• [Description of the task]: Reproduce, word for word, the part of the records below that begins with the line containing "Your objective is to locate every instance of dog's ear" and ends with the line containing "[444,2,496,46]", including both of those lines.

= = = = =

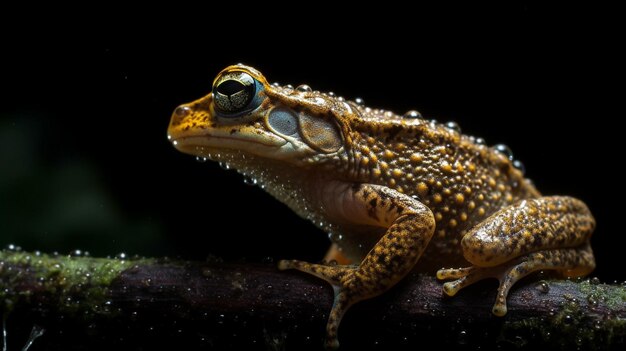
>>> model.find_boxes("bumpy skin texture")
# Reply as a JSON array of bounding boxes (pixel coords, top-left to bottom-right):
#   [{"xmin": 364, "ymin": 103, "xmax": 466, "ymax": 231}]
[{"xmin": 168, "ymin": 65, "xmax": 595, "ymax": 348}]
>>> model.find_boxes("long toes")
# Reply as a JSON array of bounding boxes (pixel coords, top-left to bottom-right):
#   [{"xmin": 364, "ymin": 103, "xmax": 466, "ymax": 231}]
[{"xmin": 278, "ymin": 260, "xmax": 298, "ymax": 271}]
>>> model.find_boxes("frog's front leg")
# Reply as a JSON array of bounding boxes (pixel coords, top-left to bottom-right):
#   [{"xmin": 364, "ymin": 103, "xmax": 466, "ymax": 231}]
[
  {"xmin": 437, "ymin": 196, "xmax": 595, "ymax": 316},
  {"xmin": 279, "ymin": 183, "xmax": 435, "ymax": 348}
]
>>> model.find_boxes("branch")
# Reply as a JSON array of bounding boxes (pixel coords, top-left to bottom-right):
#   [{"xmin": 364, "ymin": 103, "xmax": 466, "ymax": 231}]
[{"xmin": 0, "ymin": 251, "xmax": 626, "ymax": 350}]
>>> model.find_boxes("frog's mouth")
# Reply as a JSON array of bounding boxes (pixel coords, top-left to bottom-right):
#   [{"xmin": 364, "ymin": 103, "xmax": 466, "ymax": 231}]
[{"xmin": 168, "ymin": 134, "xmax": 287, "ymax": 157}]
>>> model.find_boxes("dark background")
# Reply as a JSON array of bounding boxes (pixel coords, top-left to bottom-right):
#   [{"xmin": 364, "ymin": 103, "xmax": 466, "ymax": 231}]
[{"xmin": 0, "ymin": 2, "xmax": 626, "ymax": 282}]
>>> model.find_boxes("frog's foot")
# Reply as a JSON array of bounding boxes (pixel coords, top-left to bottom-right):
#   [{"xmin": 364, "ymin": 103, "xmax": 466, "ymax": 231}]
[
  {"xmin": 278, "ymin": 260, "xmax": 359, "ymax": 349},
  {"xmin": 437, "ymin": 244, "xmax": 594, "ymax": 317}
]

= = = = =

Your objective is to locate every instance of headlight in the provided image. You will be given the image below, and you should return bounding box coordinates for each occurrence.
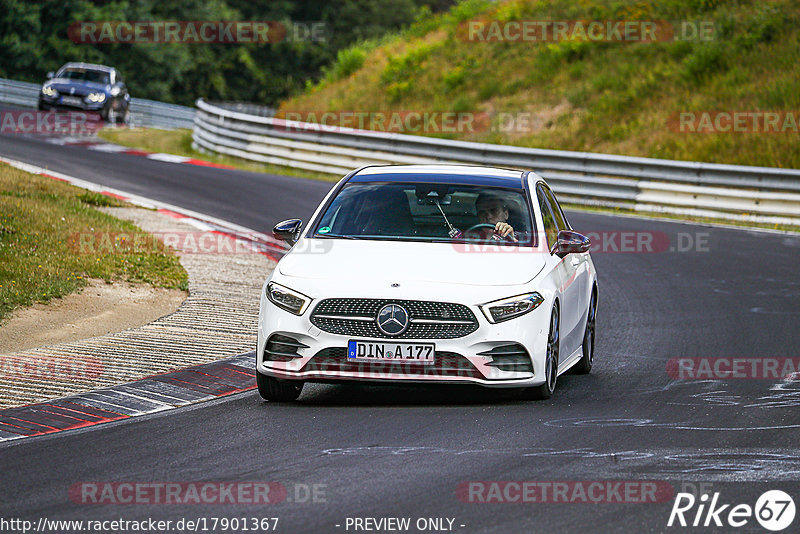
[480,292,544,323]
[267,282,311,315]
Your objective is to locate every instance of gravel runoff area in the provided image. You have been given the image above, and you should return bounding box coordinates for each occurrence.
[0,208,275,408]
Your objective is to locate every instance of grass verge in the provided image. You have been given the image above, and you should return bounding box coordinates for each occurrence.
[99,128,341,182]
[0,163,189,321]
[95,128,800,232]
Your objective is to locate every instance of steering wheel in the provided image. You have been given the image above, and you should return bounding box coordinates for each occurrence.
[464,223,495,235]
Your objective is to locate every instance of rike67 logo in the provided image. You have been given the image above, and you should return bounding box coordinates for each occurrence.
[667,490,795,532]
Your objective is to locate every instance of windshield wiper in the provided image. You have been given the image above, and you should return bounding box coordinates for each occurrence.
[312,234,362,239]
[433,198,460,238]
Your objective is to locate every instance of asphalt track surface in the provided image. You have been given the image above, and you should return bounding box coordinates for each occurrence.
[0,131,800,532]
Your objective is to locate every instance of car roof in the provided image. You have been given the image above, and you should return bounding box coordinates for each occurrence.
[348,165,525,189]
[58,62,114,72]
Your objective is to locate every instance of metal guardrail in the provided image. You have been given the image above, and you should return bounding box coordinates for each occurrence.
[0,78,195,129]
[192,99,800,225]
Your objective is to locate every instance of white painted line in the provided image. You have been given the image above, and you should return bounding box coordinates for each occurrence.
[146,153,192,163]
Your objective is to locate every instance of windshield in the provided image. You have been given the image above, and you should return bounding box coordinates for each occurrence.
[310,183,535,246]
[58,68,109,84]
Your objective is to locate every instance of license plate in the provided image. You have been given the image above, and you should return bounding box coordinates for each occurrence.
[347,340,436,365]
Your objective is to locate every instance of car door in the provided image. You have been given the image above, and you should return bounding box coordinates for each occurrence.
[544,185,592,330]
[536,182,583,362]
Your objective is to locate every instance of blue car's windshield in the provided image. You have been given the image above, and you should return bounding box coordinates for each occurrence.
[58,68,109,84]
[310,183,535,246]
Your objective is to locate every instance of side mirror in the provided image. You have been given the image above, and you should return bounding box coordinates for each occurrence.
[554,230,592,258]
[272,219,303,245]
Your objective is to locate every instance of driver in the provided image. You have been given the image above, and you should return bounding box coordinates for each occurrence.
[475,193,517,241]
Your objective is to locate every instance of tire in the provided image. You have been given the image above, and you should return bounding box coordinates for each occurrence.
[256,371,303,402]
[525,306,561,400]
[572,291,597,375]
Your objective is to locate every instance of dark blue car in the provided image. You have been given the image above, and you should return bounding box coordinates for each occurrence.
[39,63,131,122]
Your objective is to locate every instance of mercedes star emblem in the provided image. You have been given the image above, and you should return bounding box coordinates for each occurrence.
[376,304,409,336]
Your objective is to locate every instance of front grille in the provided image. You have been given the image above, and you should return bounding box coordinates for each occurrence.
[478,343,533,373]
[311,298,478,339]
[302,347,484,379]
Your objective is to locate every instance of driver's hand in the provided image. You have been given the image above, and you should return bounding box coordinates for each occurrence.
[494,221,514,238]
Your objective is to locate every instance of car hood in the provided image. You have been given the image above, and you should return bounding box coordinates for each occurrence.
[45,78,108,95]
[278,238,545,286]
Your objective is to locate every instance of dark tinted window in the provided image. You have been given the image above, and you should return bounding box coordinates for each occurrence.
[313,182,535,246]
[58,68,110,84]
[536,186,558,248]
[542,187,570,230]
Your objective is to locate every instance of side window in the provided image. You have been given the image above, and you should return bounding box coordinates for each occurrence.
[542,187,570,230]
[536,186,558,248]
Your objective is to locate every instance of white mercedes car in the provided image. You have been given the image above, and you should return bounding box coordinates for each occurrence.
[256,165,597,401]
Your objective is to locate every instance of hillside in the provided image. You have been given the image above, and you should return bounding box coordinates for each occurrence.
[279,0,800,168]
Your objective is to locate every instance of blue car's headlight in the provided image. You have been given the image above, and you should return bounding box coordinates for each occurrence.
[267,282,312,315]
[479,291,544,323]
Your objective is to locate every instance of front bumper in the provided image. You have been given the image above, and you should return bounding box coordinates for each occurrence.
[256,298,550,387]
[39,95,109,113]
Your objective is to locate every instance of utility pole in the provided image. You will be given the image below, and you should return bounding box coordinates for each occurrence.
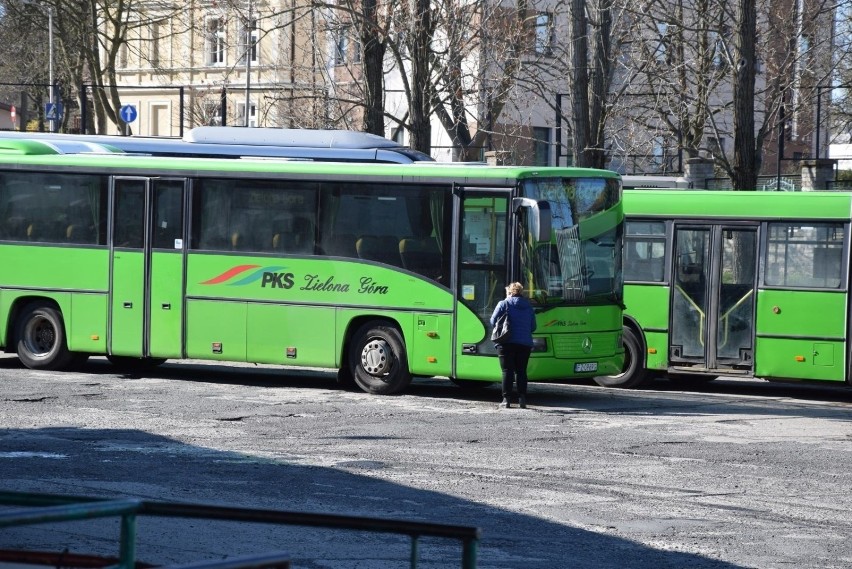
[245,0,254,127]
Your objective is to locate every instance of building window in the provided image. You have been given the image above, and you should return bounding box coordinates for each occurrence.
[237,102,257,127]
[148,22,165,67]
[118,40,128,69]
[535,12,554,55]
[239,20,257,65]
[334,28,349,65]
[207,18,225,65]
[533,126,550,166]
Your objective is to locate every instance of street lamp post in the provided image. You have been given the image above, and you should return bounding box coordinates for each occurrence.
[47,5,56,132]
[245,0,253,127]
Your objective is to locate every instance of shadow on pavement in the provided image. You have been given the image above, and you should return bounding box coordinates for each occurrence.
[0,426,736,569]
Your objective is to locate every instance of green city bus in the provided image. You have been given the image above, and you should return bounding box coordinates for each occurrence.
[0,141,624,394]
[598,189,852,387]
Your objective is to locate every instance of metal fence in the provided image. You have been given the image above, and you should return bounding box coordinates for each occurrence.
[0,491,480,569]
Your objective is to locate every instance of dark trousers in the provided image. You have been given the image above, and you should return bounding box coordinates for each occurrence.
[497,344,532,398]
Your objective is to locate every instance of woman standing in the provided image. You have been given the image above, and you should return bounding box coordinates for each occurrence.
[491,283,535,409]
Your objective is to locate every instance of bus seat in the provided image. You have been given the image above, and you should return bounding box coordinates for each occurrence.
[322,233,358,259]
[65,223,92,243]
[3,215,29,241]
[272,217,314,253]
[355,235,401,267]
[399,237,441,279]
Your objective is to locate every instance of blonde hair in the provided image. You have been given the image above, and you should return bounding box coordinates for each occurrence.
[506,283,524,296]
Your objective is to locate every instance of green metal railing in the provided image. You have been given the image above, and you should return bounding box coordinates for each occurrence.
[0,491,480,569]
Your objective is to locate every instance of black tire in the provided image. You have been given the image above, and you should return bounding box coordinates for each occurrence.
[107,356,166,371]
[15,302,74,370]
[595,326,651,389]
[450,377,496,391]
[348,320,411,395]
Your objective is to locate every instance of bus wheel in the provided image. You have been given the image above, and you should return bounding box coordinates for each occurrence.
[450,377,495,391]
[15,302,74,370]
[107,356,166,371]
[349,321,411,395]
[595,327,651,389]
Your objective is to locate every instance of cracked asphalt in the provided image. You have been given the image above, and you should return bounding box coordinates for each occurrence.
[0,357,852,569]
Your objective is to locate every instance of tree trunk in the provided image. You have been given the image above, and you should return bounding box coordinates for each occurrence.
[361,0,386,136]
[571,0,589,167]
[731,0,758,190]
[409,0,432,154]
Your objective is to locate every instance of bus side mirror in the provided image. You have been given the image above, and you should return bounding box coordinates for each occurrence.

= = = = =

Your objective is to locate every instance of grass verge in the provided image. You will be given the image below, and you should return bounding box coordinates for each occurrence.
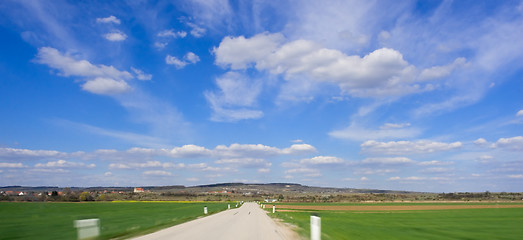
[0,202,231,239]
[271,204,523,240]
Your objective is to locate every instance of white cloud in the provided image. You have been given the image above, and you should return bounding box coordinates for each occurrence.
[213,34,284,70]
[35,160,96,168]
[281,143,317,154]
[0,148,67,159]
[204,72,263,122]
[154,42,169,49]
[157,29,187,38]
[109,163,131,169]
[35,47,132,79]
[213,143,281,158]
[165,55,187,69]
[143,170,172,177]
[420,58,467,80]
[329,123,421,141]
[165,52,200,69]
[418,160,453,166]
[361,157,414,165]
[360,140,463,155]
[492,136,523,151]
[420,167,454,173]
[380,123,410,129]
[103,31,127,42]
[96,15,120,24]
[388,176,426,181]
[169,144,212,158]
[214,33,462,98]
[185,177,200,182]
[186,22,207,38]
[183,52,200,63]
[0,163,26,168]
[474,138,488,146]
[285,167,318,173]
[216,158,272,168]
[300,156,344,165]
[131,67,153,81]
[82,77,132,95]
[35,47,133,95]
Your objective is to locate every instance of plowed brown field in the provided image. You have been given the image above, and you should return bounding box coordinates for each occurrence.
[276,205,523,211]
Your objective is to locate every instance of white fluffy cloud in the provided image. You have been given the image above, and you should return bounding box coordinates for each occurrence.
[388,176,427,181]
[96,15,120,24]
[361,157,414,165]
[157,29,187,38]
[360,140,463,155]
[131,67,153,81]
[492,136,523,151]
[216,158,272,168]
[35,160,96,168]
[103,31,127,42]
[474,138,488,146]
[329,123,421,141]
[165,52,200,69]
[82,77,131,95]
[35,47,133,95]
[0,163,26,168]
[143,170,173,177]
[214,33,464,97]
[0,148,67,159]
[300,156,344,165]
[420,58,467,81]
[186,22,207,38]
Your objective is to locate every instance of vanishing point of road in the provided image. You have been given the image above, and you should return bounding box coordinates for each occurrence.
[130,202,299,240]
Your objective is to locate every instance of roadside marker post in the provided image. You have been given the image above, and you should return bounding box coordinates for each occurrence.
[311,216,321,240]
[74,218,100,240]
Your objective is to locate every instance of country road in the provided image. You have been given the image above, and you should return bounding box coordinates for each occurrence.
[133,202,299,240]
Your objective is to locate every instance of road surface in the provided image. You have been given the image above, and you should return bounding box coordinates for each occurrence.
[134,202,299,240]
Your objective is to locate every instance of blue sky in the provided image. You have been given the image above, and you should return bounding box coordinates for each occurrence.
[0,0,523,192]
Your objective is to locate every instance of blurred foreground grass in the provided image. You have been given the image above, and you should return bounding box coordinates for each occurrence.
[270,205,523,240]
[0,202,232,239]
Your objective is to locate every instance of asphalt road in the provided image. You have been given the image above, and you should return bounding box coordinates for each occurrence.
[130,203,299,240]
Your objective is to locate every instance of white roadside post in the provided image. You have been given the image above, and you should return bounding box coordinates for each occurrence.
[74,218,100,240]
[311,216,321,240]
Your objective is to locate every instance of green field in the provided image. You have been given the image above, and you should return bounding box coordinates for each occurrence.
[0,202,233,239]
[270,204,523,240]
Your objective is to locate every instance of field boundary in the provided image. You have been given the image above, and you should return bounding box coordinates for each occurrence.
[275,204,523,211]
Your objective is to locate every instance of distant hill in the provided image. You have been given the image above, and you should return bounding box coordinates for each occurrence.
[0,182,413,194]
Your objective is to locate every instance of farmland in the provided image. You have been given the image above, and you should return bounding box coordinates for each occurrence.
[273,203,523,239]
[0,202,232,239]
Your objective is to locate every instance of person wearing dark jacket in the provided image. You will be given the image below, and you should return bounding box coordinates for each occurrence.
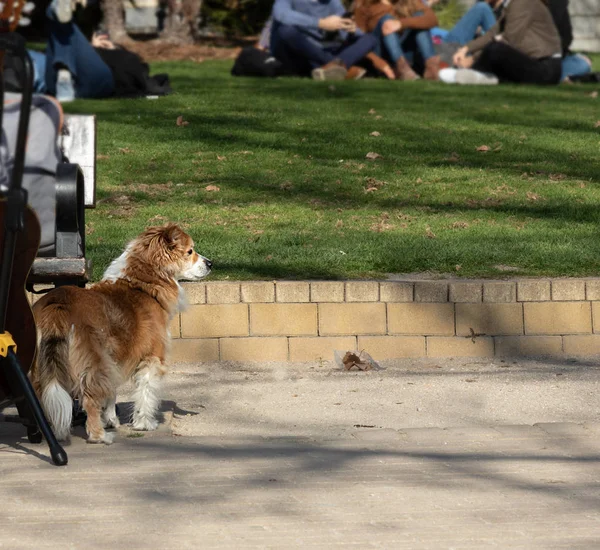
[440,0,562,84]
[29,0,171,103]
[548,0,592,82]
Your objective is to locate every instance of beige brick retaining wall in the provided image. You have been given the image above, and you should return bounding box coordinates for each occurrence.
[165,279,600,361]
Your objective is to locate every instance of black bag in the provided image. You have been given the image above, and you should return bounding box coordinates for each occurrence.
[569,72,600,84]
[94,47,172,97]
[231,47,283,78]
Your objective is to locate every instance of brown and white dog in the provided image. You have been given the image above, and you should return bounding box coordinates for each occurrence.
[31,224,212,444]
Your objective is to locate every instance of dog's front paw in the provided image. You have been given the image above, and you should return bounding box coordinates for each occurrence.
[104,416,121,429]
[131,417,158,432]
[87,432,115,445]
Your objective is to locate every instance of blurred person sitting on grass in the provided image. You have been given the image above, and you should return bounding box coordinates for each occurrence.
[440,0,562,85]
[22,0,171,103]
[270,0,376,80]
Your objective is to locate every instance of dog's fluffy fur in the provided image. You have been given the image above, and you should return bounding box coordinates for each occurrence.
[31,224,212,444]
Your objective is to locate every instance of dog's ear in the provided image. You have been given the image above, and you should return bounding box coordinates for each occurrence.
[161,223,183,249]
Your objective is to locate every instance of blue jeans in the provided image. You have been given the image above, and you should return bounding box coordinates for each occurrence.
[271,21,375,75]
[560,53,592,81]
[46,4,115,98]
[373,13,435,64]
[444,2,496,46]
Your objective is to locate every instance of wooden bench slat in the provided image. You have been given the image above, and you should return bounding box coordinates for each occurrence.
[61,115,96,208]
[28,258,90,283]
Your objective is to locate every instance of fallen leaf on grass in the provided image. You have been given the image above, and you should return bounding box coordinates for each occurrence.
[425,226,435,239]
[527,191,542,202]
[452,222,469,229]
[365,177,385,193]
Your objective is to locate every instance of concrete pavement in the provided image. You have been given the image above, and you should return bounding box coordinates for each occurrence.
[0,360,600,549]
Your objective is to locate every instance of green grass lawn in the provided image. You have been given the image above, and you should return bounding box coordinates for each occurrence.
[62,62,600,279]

= = = = =

• [Result of this exercise]:
Your objective is to locate every instance of dog's ear in the provided image. You have been given the image above, and you should return bounding box coordinates for each occurrence.
[161,223,183,249]
Your objective is to locate every instance of blue jeans in the provided image. You have been given the image above, and you should return bounding box coordinates for each occurrence.
[271,21,375,75]
[560,53,592,81]
[46,4,115,98]
[373,13,435,64]
[444,2,496,46]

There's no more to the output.